*** Opening Dataset entries ***
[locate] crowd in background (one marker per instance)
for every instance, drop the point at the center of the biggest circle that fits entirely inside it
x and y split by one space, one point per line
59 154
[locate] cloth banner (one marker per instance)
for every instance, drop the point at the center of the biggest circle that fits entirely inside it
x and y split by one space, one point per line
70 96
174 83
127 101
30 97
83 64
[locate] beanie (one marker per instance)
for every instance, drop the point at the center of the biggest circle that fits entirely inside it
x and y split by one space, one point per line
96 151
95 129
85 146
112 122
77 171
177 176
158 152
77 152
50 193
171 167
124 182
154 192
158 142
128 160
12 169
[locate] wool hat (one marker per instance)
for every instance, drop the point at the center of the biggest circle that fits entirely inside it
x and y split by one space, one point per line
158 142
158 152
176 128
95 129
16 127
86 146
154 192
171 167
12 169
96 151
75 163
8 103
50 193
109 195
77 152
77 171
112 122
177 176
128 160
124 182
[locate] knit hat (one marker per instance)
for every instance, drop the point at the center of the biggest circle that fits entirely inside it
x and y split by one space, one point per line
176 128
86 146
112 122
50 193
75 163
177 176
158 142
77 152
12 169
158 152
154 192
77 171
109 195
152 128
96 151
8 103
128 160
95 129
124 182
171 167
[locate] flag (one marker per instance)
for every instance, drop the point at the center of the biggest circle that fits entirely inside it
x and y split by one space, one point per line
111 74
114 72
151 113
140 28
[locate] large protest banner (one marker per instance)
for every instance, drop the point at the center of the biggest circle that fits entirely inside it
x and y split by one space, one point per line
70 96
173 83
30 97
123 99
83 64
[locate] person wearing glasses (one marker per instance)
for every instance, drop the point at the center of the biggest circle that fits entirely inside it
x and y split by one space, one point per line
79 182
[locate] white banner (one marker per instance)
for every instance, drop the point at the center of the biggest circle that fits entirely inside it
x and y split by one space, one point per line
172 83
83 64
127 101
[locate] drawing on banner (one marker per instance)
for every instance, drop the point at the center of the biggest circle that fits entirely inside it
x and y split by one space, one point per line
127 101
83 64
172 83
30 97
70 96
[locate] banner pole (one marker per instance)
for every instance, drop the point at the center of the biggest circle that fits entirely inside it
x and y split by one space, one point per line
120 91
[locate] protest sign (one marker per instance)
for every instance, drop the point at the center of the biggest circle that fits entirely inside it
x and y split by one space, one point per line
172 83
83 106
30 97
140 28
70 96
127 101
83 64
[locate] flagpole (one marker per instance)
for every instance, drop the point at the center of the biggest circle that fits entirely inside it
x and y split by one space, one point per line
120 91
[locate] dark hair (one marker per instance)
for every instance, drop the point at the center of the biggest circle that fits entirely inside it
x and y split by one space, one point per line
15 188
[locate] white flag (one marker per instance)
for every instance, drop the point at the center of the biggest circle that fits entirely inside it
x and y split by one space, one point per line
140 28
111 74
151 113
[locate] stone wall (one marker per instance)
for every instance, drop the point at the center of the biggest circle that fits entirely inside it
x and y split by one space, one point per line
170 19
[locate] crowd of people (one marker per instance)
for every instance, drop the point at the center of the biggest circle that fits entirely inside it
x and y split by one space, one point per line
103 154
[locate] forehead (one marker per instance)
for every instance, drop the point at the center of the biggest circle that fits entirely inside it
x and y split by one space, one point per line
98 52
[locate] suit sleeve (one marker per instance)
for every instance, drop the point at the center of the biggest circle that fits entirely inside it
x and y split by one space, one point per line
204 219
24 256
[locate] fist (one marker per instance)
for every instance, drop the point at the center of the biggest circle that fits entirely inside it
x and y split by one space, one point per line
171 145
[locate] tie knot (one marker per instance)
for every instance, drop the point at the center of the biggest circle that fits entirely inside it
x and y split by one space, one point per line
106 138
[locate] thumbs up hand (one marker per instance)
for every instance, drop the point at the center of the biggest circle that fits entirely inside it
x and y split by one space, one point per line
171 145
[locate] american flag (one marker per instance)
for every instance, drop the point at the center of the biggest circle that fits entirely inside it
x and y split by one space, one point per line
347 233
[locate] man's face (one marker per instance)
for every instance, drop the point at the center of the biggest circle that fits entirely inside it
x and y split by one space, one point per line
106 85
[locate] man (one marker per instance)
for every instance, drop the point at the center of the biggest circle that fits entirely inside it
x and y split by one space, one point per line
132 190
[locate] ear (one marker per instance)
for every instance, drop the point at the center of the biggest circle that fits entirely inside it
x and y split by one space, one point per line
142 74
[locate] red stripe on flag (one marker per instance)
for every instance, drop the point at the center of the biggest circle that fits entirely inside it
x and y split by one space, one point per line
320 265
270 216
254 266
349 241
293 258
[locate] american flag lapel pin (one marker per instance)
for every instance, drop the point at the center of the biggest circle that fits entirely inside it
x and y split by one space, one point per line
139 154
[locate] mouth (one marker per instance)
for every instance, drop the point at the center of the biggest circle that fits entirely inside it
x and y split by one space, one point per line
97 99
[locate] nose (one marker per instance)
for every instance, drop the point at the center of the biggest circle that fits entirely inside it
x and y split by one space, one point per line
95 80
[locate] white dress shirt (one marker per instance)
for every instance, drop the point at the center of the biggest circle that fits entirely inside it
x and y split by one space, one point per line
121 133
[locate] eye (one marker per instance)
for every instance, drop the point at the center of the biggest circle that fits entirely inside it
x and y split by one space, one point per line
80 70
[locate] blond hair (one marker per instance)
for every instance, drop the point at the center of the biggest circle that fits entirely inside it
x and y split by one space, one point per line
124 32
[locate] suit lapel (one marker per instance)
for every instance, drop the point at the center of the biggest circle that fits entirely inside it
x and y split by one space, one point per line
*** Closing Dataset entries ***
== Assignment ==
Your answer should consist of the lines above that hold the word "suit".

== Answer space ==
[locate] suit sleeve (one marker per instance)
[locate] suit lapel (one marker per instance)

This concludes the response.